──────── Data to process
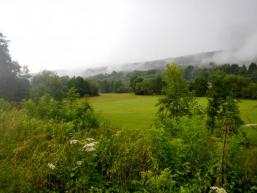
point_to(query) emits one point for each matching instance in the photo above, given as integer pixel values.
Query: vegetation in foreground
(55, 142)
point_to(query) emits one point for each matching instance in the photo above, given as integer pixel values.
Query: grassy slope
(130, 111)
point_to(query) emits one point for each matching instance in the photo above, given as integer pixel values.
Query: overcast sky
(66, 34)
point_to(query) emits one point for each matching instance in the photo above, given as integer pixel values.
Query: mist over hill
(199, 59)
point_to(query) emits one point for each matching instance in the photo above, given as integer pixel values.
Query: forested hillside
(53, 140)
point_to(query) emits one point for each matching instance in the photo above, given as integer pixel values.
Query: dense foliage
(48, 82)
(13, 79)
(55, 142)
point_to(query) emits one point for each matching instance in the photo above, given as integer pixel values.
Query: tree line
(16, 83)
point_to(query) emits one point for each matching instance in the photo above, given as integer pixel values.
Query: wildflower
(217, 189)
(89, 139)
(73, 141)
(90, 146)
(51, 166)
(79, 163)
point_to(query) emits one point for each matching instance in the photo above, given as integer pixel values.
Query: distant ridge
(204, 58)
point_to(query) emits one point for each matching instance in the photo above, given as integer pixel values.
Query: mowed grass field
(132, 111)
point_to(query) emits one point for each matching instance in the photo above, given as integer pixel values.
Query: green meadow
(133, 111)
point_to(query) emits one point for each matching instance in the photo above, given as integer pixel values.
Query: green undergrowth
(64, 146)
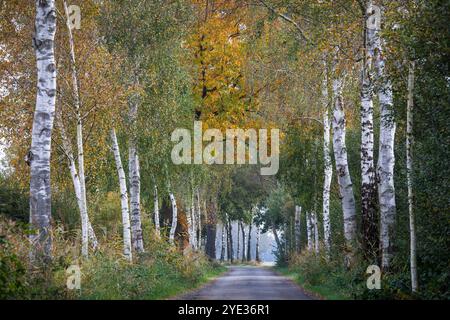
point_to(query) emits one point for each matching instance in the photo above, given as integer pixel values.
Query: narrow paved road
(248, 283)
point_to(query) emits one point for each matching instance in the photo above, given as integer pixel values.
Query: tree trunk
(199, 221)
(370, 240)
(257, 246)
(76, 185)
(343, 174)
(230, 232)
(39, 155)
(243, 242)
(249, 239)
(316, 232)
(386, 159)
(85, 225)
(123, 198)
(156, 211)
(173, 227)
(211, 230)
(309, 235)
(297, 230)
(222, 251)
(328, 168)
(135, 183)
(277, 241)
(191, 221)
(409, 173)
(238, 248)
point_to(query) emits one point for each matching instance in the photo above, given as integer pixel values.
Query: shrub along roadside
(159, 273)
(328, 279)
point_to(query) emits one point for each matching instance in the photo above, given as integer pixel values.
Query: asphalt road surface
(248, 283)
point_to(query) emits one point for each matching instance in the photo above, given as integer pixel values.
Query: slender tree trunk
────────────────
The copy should match each line above exactly and contain no images.

[Written solution]
point_to(query) emits one point for each matching instance in the photo above, given as integer pixel values.
Query: vegetation in foreground
(55, 142)
point_to(query) emits one point for each matching instance in the photo above, given as integer pixel values.
Query: grassy slope
(130, 111)
point_to(query) emits one point for each matching instance in the photo above, given as integer pixel values.
Query: overcast sky
(66, 34)
point_to(query) emits one point for each matching instance in the photo above, given as integer pixel values.
Query: mist over hill
(199, 59)
point_to(query) emits one point for each matching instance in the photo above, given as integer pixel values.
Query: forested hillside
(53, 140)
point_to(query) emits one point for each matching instance in the photo above, given as integer pixel values.
Query: dense foliage
(48, 82)
(13, 79)
(55, 142)
point_to(query) emits one point for each matching instance in the photo above, given as integer pixel values.
Query: tree line
(16, 83)
point_to(query) emits one point for each matching instance in the photo above, given as integer pixel values.
Query: wildflower
(217, 189)
(89, 139)
(73, 141)
(90, 146)
(51, 166)
(79, 163)
point_to(query) emits one point for each matching instance in the photo above, given as integer pixel values.
Query: distant ridge
(204, 58)
point_to(query) emits one point for each matching instance in the photo above, given as integer pixel values.
Query: mowed grass field
(132, 111)
point_to(query) emits one point for each matching instance in the photo above, given as integer pixel values.
Query: green meadow
(133, 111)
point_to(query) emits one point for each matching instance in the photo above, given as integer pixel values.
Query: green undergrowth
(64, 146)
point_to(query) emits one point for each matching instance in the photo above, given as integer pixel values.
Query: narrow paved road
(248, 283)
point_to(query) emits one point for each matching instance in the photo above, given as integer pixel values.
Query: tree trunk
(199, 221)
(370, 240)
(257, 246)
(76, 185)
(343, 174)
(230, 232)
(39, 155)
(243, 242)
(249, 239)
(316, 232)
(386, 159)
(85, 225)
(123, 198)
(156, 211)
(173, 227)
(211, 230)
(309, 235)
(297, 230)
(222, 251)
(328, 168)
(135, 183)
(277, 241)
(191, 221)
(409, 173)
(238, 248)
point_to(query) emits one point for each matching instance in the photo above, given as integer pixel values.
Query: shrub along roadside
(159, 273)
(328, 279)
point_to(query) emits one point for each matching instance in the photo above, given as integer pixel values.
Query: asphalt road surface
(248, 283)
point_to(query) emits one point for each matching instance in the photo above, given as integer pixel values.
Query: slender tree trunk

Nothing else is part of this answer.